TEXT PASSAGE →
--------------------------------------------------

Play on, Player: How to Avoid Contracting Malware through Online Gaming

Any social interaction online can make someone the target of a predator looking to make a profit, and online gaming is no exception, despite the close-knit community of users. There are a number of ways to manipulate gamers, compromising both their identities and their computers. The most common forms of exploitation are thus:

  1. Cybercriminals attempt to gain access to a gamer’s personal information (usernames, passwords, even credit card information) by pretending to share a common interest. Collecting this sort of information assists in identity theft.
  2. Crackers (criminal hackers) take advantage of known vulnerabilities in software or operating systems to spread various forms of malware (viruses, worms, trojans, and the like). Once one computer has been infiltrated, an entire network could be next.
  3. Predators use the internet for unsavory personal interactions, taking advantage of unsuspecting users by pretending to be someone he or she is not.

--------------------------------------------------

STORED DATA →
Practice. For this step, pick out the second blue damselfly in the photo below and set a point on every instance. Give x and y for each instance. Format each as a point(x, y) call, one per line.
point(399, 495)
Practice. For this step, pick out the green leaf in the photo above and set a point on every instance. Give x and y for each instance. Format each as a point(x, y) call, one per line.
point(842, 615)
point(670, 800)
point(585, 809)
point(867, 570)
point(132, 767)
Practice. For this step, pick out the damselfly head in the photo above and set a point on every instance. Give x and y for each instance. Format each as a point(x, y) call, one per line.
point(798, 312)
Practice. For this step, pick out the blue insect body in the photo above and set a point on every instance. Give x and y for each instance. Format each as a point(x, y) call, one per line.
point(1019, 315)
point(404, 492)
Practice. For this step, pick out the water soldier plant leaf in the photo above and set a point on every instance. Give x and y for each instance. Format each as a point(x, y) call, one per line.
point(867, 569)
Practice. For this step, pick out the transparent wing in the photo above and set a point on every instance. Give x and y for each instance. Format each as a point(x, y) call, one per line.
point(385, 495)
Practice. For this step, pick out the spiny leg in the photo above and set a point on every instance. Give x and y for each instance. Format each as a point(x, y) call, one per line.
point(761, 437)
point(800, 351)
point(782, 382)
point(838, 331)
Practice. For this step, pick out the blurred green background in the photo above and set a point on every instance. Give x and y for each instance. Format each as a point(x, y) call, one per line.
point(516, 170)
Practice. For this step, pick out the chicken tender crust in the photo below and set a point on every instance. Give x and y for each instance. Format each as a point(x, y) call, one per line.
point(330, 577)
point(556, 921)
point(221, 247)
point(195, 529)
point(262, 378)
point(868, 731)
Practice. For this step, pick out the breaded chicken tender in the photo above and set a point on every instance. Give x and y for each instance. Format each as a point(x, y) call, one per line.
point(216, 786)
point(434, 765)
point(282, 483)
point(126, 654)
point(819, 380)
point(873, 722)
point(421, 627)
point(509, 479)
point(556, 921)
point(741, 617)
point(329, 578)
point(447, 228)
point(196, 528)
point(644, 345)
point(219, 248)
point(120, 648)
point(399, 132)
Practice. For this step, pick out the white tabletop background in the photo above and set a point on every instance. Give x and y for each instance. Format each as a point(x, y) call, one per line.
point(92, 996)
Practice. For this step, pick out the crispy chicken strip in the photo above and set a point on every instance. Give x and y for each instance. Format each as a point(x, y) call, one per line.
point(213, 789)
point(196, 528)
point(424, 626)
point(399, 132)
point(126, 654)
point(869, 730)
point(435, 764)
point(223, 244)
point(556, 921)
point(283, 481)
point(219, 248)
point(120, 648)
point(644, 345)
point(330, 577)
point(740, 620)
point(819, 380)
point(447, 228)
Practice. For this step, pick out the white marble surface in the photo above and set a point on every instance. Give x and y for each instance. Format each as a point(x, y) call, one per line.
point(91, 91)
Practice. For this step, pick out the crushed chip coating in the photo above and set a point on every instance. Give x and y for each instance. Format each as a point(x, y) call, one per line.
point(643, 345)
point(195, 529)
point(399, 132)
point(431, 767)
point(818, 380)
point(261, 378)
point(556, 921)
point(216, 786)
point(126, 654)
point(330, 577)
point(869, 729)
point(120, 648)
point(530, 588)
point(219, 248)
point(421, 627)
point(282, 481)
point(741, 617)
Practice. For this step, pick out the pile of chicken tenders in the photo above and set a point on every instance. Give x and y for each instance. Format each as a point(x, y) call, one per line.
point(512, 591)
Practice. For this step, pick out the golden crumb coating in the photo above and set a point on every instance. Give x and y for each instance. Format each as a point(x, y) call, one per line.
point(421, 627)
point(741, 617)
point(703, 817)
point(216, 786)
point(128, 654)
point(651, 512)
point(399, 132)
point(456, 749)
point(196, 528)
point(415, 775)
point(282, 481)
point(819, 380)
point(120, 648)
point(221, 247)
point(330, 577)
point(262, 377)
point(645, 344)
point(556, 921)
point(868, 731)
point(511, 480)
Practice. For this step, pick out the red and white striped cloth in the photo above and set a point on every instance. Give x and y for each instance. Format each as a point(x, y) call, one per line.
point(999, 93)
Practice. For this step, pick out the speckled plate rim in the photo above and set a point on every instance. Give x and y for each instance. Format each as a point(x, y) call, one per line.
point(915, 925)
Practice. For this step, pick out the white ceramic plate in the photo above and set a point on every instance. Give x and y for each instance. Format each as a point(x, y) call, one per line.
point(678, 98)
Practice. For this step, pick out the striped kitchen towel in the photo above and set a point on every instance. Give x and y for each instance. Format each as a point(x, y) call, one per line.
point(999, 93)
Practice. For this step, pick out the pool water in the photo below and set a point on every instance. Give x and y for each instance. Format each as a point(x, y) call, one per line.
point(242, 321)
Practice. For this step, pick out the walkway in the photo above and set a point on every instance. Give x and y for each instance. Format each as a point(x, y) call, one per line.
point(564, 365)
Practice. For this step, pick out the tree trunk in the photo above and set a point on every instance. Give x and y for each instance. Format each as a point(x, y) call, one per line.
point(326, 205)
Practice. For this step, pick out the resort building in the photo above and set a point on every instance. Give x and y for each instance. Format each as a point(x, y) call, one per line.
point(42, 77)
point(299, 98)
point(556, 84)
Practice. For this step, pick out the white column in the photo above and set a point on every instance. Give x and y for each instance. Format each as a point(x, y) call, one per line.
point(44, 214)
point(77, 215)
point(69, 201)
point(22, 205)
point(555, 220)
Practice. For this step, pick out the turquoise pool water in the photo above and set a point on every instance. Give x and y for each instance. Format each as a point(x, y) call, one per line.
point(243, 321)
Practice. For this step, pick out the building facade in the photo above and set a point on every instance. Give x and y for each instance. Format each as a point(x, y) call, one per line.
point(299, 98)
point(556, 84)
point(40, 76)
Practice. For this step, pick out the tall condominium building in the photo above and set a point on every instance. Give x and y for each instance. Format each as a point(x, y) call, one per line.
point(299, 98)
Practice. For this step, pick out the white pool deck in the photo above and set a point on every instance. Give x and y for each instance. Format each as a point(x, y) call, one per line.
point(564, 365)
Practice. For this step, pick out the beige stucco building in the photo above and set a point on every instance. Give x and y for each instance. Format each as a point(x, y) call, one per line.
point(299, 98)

--------------------------------------------------

EXERCISE DIRECTIONS → Could you return everything in the text on avoiding malware through online gaming, from "Play on, Player: How" down to "could be next.", copied word for word?

RESPONSE AREA →
Play on, Player: How to Avoid Contracting Malware through Online Gaming

Any social interaction online can make someone the target of a predator looking to make a profit, and online gaming is no exception, despite the close-knit community of users. There are a number of ways to manipulate gamers, compromising both their identities and their computers. The most common forms of exploitation are thus:

  1. Cybercriminals attempt to gain access to a gamer’s personal information (usernames, passwords, even credit card information) by pretending to share a common interest. Collecting this sort of information assists in identity theft.
  2. Crackers (criminal hackers) take advantage of known vulnerabilities in software or operating systems to spread various forms of malware (viruses, worms, trojans, and the like). Once one computer has been infiltrated, an entire network could be next.